*** Opening of Excerpt to read ***

Spam texts are no longer just annoying marketing noise. If you keep getting messages from unknown numbers, treat them as a scam attempt until you can verify the sender through a real app, website, or phone number you already trust. Do not reply, do not tap the link, and do not call a number from the message. Report the text, block the sender, and then check the account or delivery claim from outside the text.
The reason this problem feels worse is that scammers rotate numbers, spoof brands, and use messages that sound urgent: delivery problems, bank alerts, unpaid tolls, fake job offers, and “wrong number” conversations. The FTC’s latest text-scam spotlight says people reported $470 million in losses to text scams in 2024, more than five times the 2020 amount, with package delivery, job, fraud-alert, toll, and wrong-number scams among the leading themes.
How to stop spam texts right now
- Do not answer the message. A reply can confirm that your number is active. That includes “Who is this?” and, for suspicious messages, even “STOP.”
- Do not click links or scan QR codes. Open the company’s official app or type the official website yourself. If the message says it is from your bank, delivery company, toll agency, or a recruiter, verify it outside the text.
- Report it before deleting it. Forward the message to 7726, which spells SPAM, so your carrier can use it for filtering. Then use the spam or junk reporting option in your messaging app.
- Block or report the sender. Blocking one number will not stop every message, but it reduces repeats and trains your phone’s filter.

*** Close of Excerpt to read ***
*** Opening of Data shown ***

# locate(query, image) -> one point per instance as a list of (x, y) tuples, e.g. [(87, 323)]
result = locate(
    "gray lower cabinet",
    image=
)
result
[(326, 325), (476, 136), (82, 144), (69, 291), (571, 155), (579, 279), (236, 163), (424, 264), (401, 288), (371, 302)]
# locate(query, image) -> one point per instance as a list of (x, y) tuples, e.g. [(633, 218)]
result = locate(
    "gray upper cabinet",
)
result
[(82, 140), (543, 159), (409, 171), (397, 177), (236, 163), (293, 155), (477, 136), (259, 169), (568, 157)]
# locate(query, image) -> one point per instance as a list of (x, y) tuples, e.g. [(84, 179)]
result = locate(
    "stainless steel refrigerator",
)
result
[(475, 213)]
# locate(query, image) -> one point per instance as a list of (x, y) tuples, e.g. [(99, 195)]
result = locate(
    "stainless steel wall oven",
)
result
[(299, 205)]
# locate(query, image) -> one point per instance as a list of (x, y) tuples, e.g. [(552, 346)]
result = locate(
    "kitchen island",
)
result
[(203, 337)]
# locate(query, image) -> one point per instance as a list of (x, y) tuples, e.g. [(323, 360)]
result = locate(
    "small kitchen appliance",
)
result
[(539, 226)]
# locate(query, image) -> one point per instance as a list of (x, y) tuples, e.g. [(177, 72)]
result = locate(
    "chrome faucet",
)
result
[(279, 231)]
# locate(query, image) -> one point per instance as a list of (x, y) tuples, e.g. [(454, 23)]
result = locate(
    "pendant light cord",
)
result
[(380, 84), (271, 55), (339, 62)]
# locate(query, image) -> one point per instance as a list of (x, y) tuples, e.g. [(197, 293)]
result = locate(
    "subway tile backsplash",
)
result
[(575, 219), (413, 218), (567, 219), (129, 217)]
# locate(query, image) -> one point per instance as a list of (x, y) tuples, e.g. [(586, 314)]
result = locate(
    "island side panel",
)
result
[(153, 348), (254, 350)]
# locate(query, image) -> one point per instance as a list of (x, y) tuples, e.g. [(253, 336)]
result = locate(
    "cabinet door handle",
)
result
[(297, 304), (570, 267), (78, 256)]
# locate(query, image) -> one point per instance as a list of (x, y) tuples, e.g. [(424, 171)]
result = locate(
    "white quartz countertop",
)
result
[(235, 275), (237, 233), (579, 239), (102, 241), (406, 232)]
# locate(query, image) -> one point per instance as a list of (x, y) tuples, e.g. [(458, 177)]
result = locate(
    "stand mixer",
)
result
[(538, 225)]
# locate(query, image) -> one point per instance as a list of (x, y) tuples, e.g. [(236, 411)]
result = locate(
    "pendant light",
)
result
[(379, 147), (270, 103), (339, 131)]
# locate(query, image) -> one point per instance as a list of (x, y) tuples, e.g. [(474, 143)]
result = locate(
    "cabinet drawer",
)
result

*** Close of Data shown ***

_Work to complete:_
• A. Please set down the spam-text article word for word, everything from "- Do not click" down to "your messaging app.".
• B. Name the scam types that the spam-text article says were among the leading themes in the FTC's text-scam spotlight.

_Answers:_
• A.
- Do not click links or scan QR codes. Open the company’s official app or type the official website yourself. If the message says it is from your bank, delivery company, toll agency, or a recruiter, verify it outside the text.
- Report it before deleting it. Forward the message to 7726, which spells SPAM, so your carrier can use it for filtering. Then use the spam or junk reporting option in your messaging app.

• B. Package delivery, job, fraud-alert, toll, and wrong-number scams.